> Things to do:
1) Please copy the stretch of the passage on common data resources below from "The development of" through "their private files.".
2) For each statement, decide whether it agrees with the passage on common data resources below. Answer yes or no, and quote the words from the passage that settle it. (a) Many design projects try to move all private files into a common data resource. (b) The passage holds that every data file should become common. (c) Payroll records are normally kept in the personnel department.

> Text section:
The development of the data framework for a system design must address each of these critical areas and provide for their resolution. Many of these tasks and considerations are addressed on a formal basis for the first time when a common data resource is developed. For others, the designer's task is to resolve the different methods chosen by the separate user specific areas as they address these issues when designing their private files.

Many design projects attempt to move all of the private files into a common data resource. This fails to recognize that some data files should legitimately remain private, or user specific. The framework which must be developed during the system design project must distinguish between common and private data, design data files for both, and populate each type of file with the data appropriate to it.

The movement from private files to common data files is a natural one and this movement follows the movement of processing systems on the growth stage curves.

The need for a common data resource

In order to achieve effective levels of processing integration, and data centralization, organizations need to record all necessary data for both short and long-term use , process and store it in a common set of files, in a universally agreeable manner and make it available for common use. The systematic, short-term, accurate recording of data is basic to the successful daily operation of the individual operational areas of the firm. The systematic long-term accurate recording of data is basic to the long-term survival of the organization. Both short and long term data provide a permanent record of the corporation's activities, this recording of data sustains the auditing, statistical, forecasting, and control functions.

As in our desk drawer data storage example above, usually, the firm's data is stored in a decentralized manner, reflecting the operational departmentalization of the organization. Payroll records, for instance, are normally stored in the payroll or accounting department, personnel records in the personnel department, shipping records in the shipping department, and original orders and customer purchase orders in the customer service department.

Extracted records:
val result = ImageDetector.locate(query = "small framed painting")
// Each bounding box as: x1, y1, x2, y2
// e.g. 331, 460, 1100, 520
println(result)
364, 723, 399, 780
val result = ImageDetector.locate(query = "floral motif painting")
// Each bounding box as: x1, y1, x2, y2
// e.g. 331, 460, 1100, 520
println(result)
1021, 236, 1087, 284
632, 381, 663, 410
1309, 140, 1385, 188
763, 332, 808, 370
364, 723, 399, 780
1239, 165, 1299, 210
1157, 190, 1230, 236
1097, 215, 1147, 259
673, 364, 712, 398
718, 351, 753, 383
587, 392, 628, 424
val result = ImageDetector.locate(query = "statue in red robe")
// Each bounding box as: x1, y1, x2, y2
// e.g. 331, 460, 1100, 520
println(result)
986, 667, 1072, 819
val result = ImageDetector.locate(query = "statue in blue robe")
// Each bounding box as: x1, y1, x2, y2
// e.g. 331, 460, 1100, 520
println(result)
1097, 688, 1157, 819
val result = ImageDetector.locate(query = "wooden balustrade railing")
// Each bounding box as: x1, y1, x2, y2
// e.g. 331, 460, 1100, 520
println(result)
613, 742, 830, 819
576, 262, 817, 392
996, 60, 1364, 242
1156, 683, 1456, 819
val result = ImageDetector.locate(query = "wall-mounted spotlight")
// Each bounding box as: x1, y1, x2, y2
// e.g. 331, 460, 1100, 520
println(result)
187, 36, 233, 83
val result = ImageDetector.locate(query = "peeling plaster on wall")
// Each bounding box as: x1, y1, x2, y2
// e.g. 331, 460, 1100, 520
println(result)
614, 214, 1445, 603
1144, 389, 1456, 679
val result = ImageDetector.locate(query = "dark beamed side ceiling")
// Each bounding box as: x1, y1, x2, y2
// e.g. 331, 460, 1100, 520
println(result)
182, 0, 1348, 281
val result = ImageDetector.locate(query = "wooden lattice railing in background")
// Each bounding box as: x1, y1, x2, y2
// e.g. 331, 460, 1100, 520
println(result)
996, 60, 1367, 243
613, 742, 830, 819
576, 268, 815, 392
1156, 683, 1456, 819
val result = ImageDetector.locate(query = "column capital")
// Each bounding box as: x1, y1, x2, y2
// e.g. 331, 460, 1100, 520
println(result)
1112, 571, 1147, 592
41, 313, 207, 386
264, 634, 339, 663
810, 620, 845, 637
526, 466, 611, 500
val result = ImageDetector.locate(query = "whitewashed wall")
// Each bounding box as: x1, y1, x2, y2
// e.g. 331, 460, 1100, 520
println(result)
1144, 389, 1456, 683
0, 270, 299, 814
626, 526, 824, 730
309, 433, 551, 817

> Responses in order:
1)
The development of the data framework for a system design must address each of these critical areas and provide for their resolution. Many of these tasks and considerations are addressed on a formal basis for the first time when a common data resource is developed. For others, the designer's task is to resolve the different methods chosen by the separate user specific areas as they address these issues when designing their private files.

2)
(a) Yes: "Many design projects attempt to move all of the private files into a common data resource."
(b) No: "some data files should legitimately remain private, or user specific."
(c) No: "Payroll records, for instance, are normally stored in the payroll or accounting department"